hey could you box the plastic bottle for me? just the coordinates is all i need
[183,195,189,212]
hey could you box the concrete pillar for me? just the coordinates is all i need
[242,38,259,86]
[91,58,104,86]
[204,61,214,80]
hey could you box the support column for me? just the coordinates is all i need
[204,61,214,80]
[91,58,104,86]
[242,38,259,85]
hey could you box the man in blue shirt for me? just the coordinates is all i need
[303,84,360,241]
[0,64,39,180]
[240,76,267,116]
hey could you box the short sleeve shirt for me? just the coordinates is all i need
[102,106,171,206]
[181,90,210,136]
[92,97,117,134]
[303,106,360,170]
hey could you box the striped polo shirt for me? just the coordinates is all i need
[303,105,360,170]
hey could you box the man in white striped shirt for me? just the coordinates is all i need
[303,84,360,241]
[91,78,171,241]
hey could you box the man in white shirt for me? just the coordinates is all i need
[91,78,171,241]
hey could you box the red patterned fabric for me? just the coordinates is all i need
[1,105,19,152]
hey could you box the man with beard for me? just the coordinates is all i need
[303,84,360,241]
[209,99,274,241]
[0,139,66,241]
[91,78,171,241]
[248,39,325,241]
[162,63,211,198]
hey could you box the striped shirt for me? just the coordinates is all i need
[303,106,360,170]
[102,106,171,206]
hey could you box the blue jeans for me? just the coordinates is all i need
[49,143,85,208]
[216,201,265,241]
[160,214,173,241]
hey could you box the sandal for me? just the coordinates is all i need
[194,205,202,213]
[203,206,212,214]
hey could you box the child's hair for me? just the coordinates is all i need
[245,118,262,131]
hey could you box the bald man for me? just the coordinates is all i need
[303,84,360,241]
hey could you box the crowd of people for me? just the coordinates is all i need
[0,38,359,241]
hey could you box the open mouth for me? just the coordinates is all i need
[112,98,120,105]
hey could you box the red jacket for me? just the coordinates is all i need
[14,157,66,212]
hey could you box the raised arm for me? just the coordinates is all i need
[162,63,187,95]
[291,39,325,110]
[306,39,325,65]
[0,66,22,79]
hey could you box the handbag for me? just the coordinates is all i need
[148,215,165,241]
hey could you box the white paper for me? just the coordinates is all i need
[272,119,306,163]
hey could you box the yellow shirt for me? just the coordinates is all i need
----------------------------------------
Prompt.
Reproduce the entries exactly. Every word has to stay the same.

Answer box.
hey could you box the plastic bottle for me? just the coordinates is all i need
[183,195,189,212]
hey could you box the concrete pillar for me? just the coordinates is all i need
[242,38,259,86]
[91,58,104,86]
[204,61,214,80]
hey could you box the support column for me? just the coordinates is all i need
[204,61,214,80]
[91,58,104,86]
[242,38,259,85]
hey could you box the man in blue shirt for me? just the coordinates is all i need
[303,84,360,241]
[0,64,39,180]
[240,76,267,116]
hey could you box the short sleeve shirt for me? just the coordinates is all i need
[102,106,171,206]
[181,90,210,136]
[92,97,117,134]
[303,106,360,170]
hey could you box the striped polo shirt for me? just the coordinates is all i need
[303,105,360,170]
hey could you box the man in white striped shirt for me? just the coordinates is all i need
[303,84,360,241]
[91,78,171,241]
hey could you box the man in white shirt for me? just the coordinates is all i need
[91,78,171,241]
hey could you box the red patterned fabric for me? just the coordinates is all i need
[1,105,19,152]
hey could you box the man with beard for me? just the coordinates is all i need
[303,84,360,241]
[209,99,274,241]
[0,139,66,241]
[91,78,171,241]
[248,39,325,241]
[162,63,211,198]
hey could you box the striped shirt for me? just the coordinates is all i need
[303,106,360,170]
[102,106,171,206]
hey could you box the blue jeans for me? just the coordinates is all i need
[49,143,85,208]
[216,201,265,241]
[160,214,173,241]
hey could you box the sandal for me? just the coordinates is all i need
[194,205,202,213]
[203,206,212,214]
hey could you box the child's hair for me? just the coordinates is all i need
[245,118,262,131]
hey could you box the bald man for me? just the coordinates is all i need
[303,84,360,241]
hey could you box the crowd of people for me? just the coordinates is all i need
[0,38,359,241]
hey could you box the open mouth for me? just the coordinates is all i need
[112,98,120,105]
hey could you box the red jacket for me? just the coordinates is all i need
[14,157,66,212]
hey could you box the raised arm for me? just the coordinates is all i need
[162,63,187,95]
[291,39,325,110]
[306,39,325,65]
[0,66,22,79]
hey could you box the handbag for me? just the coordinates is all i need
[148,215,165,241]
hey could you box the white paper for me? just the coordinates is all i need
[272,119,306,163]
hey could you box the yellow shirt for me? just the coordinates is all i need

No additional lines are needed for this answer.